▶ **TRECHO PARA LEITURA**
· · · · ·

Impostos, mitos e movimentos sociais no Brasil
Monika Dowbor, Frederico Salmi, Henrique Aragusuku e Helena Costa da Trindade
Hoje vamos falar de impostos, taxação, tributos, política fiscal e sistema tributário. São temas que parecem complexos, mas não são. Esses temas não são exclusivos de economistas. Você, cidadã e cidadão comum, pode e deve falar sobre tudo isso. Devemos falar sobre como o Estado brasileiro é financiado por meio de impostos.
Os impostos parecem distantes, mas estão no seu dia a dia. Eles financiam o SUS, a UBS da sua comunidade, as escolas, o asfalto, o sistema de água e esgoto no seu bairro, E tudo isso custa. São os impostos e as políticas públicas do Estado que garantem que esses serviços básicos sejam gratuitos.
Então, você já deve ter ouvido que “brasileiros pagam muitos impostos” ou que “o Brasil é o país com os maiores impostos do planeta”. Afinal, isso é verdade? Qual é o problema com os impostos no Brasil? É preciso desmontar esses mitos. Vamos falar de dois deles.
O primeiro mito é que “Os brasileiros pagam muitos impostos”. Esta narrativa é contada há séculos e é um dos mitos que habitam o imaginário dos brasileiros. Primeiro que não existem “os brasileiros”. Do ponto de vista dos impostos, os cidadãos são classificados economicamente. No Brasil, tem os extremamente pobres e os pobres (classe baixa), a classe média (baixa, média e alta), os ricos e os super-ricos (classe alta).
No Brasil, quem paga mais impostos são justamente a classe baixa e a classe média. Mas a maior carga de impostos está sobre a classe mais baixa. Porque os mais pobres têm poucos bens e, quando têm, são taxados (por exemplo, moto ou casa), e boa parte dos seus rendimentos (salário) vai direto para consumo. E os produtos de consumo são taxados em média em 45%. Ou seja, as classes baixa e média pagam imposto sobre seus salários e praticamente tudo que consomem no mês.
Enquanto isso, a classe alta é tributada minimamente em seus rendimentos, pois sua renda não advém do salário, mas sim de lucros e dividendos de suas empresas e outros investimentos, ambos isentos de impostos no Brasil. Os bens dos super-ricos também são isentos ou minimamente taxados, como heranças, imóveis rurais, aviões e barcos.
O segundo mito é “O Brasil tem a maior carga tributária do mundo”. Esta narrativa também é outro grande mito. No Brasil, a carga de tributos é menor do que nos países mais ricos do mundo e considerados “desenvolvidos economicamente”, como os países europeus, os Estados Unidos e alguns países asiáticos (como o Japão). Em países como Noruega e França, a alta carga tributária é acompanhada por serviços públicos de excelência.
Essas desigualdades em relação a quem e quanto paga de impostos no Brasil são reforçadas por esses dois mitos, e muitos outros, que circulam na sociedade. Isso é o que pode ser chamado de injustiça tributária brasileira.

· · · · ·

▶ **LINHAS**
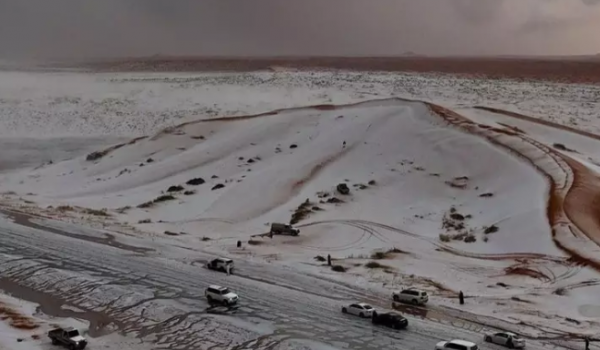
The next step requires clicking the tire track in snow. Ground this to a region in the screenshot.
[429,104,600,271]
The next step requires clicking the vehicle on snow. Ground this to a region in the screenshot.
[371,312,408,329]
[206,258,234,273]
[342,303,375,318]
[392,288,429,305]
[269,222,300,236]
[483,332,525,349]
[204,285,239,306]
[435,339,479,350]
[48,327,87,350]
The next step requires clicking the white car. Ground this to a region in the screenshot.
[204,285,239,305]
[483,332,525,349]
[435,339,479,350]
[342,303,375,318]
[392,288,429,305]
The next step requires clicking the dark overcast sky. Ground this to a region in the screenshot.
[0,0,600,58]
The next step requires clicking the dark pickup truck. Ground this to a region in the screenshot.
[48,327,87,350]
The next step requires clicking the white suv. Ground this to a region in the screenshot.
[435,339,479,350]
[204,285,239,305]
[392,288,429,305]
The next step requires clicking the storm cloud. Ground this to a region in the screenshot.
[0,0,600,58]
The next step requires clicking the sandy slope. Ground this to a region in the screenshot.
[0,95,595,334]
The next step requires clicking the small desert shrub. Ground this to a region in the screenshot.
[116,205,131,214]
[483,225,498,235]
[463,235,477,243]
[290,198,312,225]
[371,252,387,260]
[331,265,347,272]
[552,287,569,295]
[153,194,177,203]
[365,261,387,269]
[56,205,75,212]
[138,194,177,208]
[211,184,225,191]
[440,233,450,243]
[186,177,205,186]
[388,247,408,254]
[138,201,154,208]
[83,208,110,216]
[167,185,183,192]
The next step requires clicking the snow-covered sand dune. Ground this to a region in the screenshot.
[0,72,600,336]
[5,99,591,334]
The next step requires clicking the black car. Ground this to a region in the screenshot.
[372,312,408,329]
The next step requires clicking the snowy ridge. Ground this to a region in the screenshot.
[0,72,600,336]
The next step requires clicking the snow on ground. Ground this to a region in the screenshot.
[0,293,140,350]
[0,71,600,137]
[0,100,592,334]
[0,72,600,329]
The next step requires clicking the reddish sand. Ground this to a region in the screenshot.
[61,57,600,83]
[431,105,600,271]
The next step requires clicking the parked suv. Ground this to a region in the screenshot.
[206,258,234,273]
[371,312,408,329]
[269,222,300,236]
[204,285,239,305]
[435,339,479,350]
[392,288,429,305]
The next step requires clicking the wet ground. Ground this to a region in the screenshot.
[0,209,592,350]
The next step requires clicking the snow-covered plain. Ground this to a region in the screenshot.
[0,72,600,332]
[0,293,141,350]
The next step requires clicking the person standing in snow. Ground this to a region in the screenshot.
[584,337,590,350]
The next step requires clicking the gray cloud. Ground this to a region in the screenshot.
[0,0,600,58]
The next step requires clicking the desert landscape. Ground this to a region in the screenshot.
[0,56,600,350]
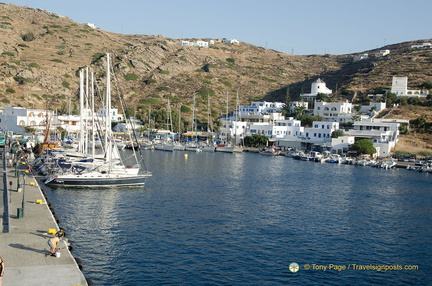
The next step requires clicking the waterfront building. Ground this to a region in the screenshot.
[314,101,386,123]
[0,106,55,134]
[314,101,355,123]
[331,136,355,155]
[300,78,333,101]
[238,101,285,122]
[344,119,400,157]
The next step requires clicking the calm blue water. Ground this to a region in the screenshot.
[43,150,432,285]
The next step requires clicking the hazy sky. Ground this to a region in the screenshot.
[4,0,432,55]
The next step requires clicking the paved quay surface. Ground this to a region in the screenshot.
[0,160,88,286]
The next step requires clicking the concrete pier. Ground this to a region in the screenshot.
[0,160,88,286]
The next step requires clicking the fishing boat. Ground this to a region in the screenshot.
[259,147,280,156]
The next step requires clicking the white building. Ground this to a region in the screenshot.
[0,106,56,134]
[180,40,209,48]
[96,108,124,122]
[331,136,355,155]
[354,54,369,62]
[375,50,390,57]
[390,76,429,97]
[411,43,432,49]
[314,101,354,122]
[86,23,96,29]
[288,101,309,114]
[344,119,400,157]
[300,78,333,101]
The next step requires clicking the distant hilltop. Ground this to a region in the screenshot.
[0,4,432,122]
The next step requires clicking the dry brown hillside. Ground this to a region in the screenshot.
[0,4,432,153]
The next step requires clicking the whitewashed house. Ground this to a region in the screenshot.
[411,43,432,49]
[344,119,400,157]
[222,38,240,45]
[375,50,390,57]
[353,54,369,62]
[300,78,333,101]
[390,76,429,97]
[85,23,97,29]
[234,101,285,122]
[288,101,309,114]
[0,106,56,134]
[314,101,355,123]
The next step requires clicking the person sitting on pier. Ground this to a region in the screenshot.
[55,227,66,238]
[48,236,60,256]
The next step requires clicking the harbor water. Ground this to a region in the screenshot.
[46,150,432,285]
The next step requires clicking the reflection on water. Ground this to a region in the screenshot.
[44,151,432,285]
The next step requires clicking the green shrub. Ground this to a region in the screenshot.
[21,32,36,42]
[92,53,105,63]
[51,59,65,64]
[222,81,232,87]
[13,76,30,84]
[125,73,139,80]
[62,80,70,88]
[180,105,191,113]
[139,98,159,104]
[145,78,157,84]
[156,86,170,91]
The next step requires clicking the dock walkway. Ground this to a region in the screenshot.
[0,160,88,286]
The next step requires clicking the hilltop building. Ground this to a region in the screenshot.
[180,40,210,48]
[300,78,333,101]
[411,43,432,49]
[375,50,390,57]
[222,38,240,45]
[353,54,369,62]
[390,76,428,97]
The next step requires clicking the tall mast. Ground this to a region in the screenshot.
[105,54,111,161]
[78,69,85,153]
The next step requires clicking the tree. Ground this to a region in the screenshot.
[354,104,362,112]
[351,139,376,155]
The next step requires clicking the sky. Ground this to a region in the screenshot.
[0,0,432,55]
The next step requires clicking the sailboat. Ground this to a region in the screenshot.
[216,93,243,153]
[45,54,152,187]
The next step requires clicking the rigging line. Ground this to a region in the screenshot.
[107,53,147,170]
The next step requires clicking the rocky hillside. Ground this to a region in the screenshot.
[0,4,432,124]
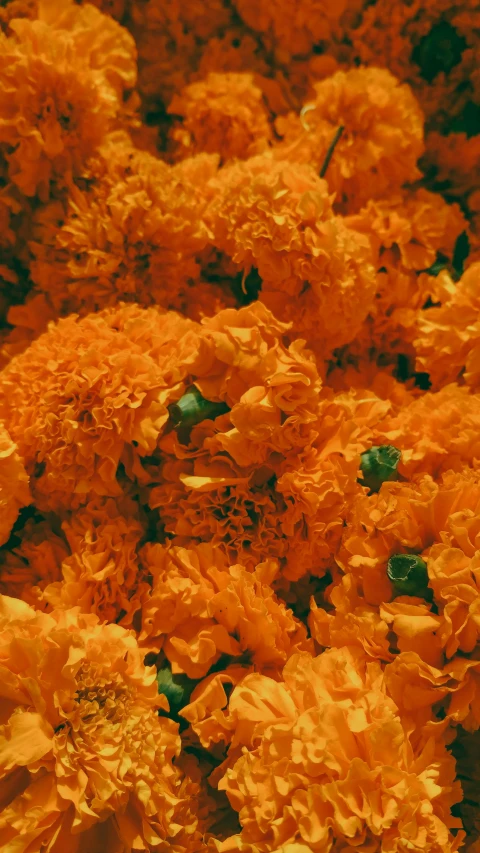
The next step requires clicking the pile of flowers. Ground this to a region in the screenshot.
[0,0,480,853]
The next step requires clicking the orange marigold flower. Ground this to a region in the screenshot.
[415,263,480,391]
[0,424,32,545]
[336,463,480,605]
[346,189,467,271]
[168,73,271,161]
[0,305,199,509]
[235,0,347,61]
[422,131,480,196]
[42,498,149,627]
[0,0,136,201]
[340,189,467,358]
[374,385,480,477]
[308,574,393,661]
[139,544,313,679]
[207,155,375,357]
[30,143,218,314]
[0,596,199,853]
[217,649,463,853]
[276,68,424,212]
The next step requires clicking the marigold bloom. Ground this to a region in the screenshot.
[0,596,202,853]
[30,143,218,314]
[42,498,149,627]
[375,384,480,477]
[217,649,462,853]
[0,514,66,610]
[0,2,136,201]
[415,263,480,391]
[0,306,202,509]
[0,424,32,545]
[276,68,424,212]
[346,189,467,360]
[168,73,271,161]
[139,544,313,678]
[207,155,375,357]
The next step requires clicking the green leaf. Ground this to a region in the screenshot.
[168,385,230,428]
[387,554,428,598]
[157,666,196,716]
[360,444,402,492]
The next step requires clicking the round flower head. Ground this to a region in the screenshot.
[415,263,480,391]
[139,544,313,679]
[168,73,271,161]
[0,424,31,545]
[276,68,423,211]
[422,131,480,197]
[0,306,202,509]
[214,649,461,853]
[235,0,347,58]
[30,144,217,314]
[0,596,200,853]
[207,155,375,357]
[346,189,467,358]
[42,498,148,627]
[0,2,135,200]
[349,0,479,132]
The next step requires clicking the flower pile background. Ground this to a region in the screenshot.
[0,0,480,853]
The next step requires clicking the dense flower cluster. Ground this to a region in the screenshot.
[0,0,480,853]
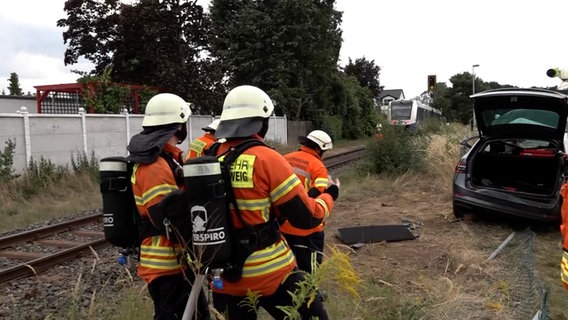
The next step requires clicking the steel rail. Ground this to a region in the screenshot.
[0,147,367,283]
[0,239,110,283]
[0,213,102,249]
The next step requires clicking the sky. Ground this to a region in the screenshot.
[0,0,568,98]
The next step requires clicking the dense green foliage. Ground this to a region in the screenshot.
[210,0,341,122]
[58,0,382,139]
[367,125,426,175]
[344,57,383,99]
[0,139,16,182]
[8,72,24,96]
[57,0,225,113]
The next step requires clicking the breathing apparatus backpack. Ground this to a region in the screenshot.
[183,139,280,285]
[99,152,183,255]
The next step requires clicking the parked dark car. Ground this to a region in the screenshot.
[452,88,568,222]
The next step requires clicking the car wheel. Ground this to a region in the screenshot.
[452,203,467,219]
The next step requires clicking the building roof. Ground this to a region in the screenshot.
[379,89,404,100]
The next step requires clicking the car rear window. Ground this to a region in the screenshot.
[481,108,559,129]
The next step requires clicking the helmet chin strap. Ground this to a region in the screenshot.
[174,123,187,144]
[258,118,270,139]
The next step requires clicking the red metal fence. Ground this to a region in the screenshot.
[34,83,160,114]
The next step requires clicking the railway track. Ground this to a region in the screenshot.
[0,214,109,283]
[0,147,366,283]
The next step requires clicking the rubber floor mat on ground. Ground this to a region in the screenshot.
[337,224,416,244]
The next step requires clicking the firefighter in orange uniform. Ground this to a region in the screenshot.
[128,93,210,320]
[212,85,339,320]
[560,182,568,290]
[280,130,333,273]
[186,119,221,160]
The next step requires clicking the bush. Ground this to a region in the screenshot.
[71,150,99,182]
[16,156,68,199]
[0,140,16,182]
[367,125,427,174]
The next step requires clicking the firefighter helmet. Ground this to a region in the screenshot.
[142,93,191,127]
[306,130,333,151]
[215,85,274,139]
[201,119,221,132]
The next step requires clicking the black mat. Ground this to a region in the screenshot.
[337,224,416,244]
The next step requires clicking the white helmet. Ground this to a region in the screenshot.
[215,85,274,139]
[306,130,333,151]
[201,119,221,132]
[142,93,191,127]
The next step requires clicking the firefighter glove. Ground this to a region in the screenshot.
[323,184,339,201]
[308,187,321,198]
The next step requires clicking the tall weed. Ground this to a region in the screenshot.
[0,139,16,182]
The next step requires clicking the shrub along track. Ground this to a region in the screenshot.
[0,147,366,283]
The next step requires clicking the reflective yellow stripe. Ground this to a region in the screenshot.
[310,251,319,273]
[140,246,177,257]
[560,251,568,285]
[140,240,181,270]
[231,198,270,222]
[140,255,180,270]
[316,198,329,219]
[270,174,300,202]
[134,183,178,206]
[314,178,327,188]
[189,140,207,156]
[130,163,140,184]
[237,198,270,211]
[243,241,294,278]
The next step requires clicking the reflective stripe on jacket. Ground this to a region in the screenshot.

· · · · ·

▶ **DESAFIOS**
1. Reproduza fielmente as entradas que vão da linha que contém "The next step requires clicking the marigold" até a linha que contém "[452,88,568,222]", ambas incluídas, deixando as imagens de fora da resposta.
2. Prossiga com o texto sobre impostos e mitos no Brasil a partir do ponto em que ele termina.

▶ **RESULTADOS POR TAREFA**
1.
The next step requires clicking the marigold bloom. Ground this to a region in the screenshot.
[0,596,202,853]
[30,143,218,314]
[42,498,149,627]
[375,384,480,477]
[217,649,462,853]
[0,514,66,610]
[0,2,136,201]
[415,263,480,391]
[0,306,202,509]
[0,424,32,545]
[276,68,424,212]
[346,189,467,360]
[168,73,271,161]
[139,544,313,678]
[207,155,375,357]
The next step requires clicking the green leaf. Ground this to a region in the screenshot.
[168,385,230,428]
[387,554,428,598]
[157,666,196,716]
[360,444,402,492]
The next step requires clicking the round flower head. Ground this to a region in the screenshot.
[415,263,480,391]
[139,544,313,679]
[168,73,271,161]
[0,424,31,545]
[276,68,423,211]
[422,131,480,197]
[0,306,202,509]
[214,649,461,853]
[235,0,347,58]
[30,144,217,314]
[0,596,200,853]
[207,155,375,357]
[346,189,467,358]
[42,498,148,627]
[0,2,135,200]
[349,0,479,132]
The next step requires clicking the flower pile background. Ground this to a region in the screenshot.
[0,0,480,853]
The next step requires clicking the dense flower cluster. Ground this to a region in the screenshot.
[0,0,480,853]
The next step requires clicking the steel rail. Ground this to a region in the screenshot.
[0,147,367,283]
[0,239,110,283]
[0,213,102,249]
The next step requires clicking the sky. Ground this to a region in the screenshot.
[0,0,568,98]
The next step requires clicking the dense green foliage. Ground this to a region in the screenshot.
[210,0,341,122]
[58,0,382,139]
[367,125,426,175]
[344,57,383,99]
[0,139,16,182]
[8,72,24,96]
[57,0,225,113]
The next step requires clicking the breathing apparatus backpack. Ground this to a region in the screenshot.
[183,139,280,285]
[99,152,183,255]
The next step requires clicking the parked dark car. Ground this to a region in the screenshot.
[452,88,568,222]

2.
Mas afinal, o que pode ser feito para mudar o nosso sistema tributário? Como podemos enfrentar essas injustiças e desigualdades? Como fazer os super-ricos pagarem mais e os pobres menos? Quais produtos devem ser taxados e quais devem ser isentos?
Podemos começar a desmontar esses mitos em duas frentes. A primeira é saber quem são os super-ricos. A segunda é entender qual o papel dos movimentos e organizações da sociedade civil para reduzir esse tipo de injustiça brasileira.
Sobre os super-ricos. De acordo com a campanha do “Plebiscito Popular: Por um Brasil Justo e Soberano”, uma iniciativa de diversos movimentos sociais brasileiros, os super-ricos são aqueles indivíduos que ganham 50 mil reais ou mais por mês. Super-ricos também são chamados de milionários, bilionários, ultrarricos e tantos outros nomes. Para se ter uma ideia melhor, no Brasil, existem 56 bilionários, 15.366 pessoas que ganham mais de 600 mil reais por mês1. De acordo com a Receita Federal, os super-ricos pagam em média 2% de imposto de renda. Isso mesmo, dois por cento ao ano. Lembre-se de que os salários dos trabalhadores podem ser taxados em até 27,5% ao ano. O fato é que, no Brasil, os super-ricos pagam muito pouco imposto.
E o papel dos movimentos e organizações da sociedade civil? No Brasil, essas organizações são compostas por cidadãos (trabalhadoras, estudantes, moradores de bairros, lideranças comunitárias) que se organizam para defender direitos básicos, pressionar seus vereadores e deputados. Os movimentos ajudam a desconstruir esses mitos sobre os impostos no Brasil. É necessário se movimentar juntos.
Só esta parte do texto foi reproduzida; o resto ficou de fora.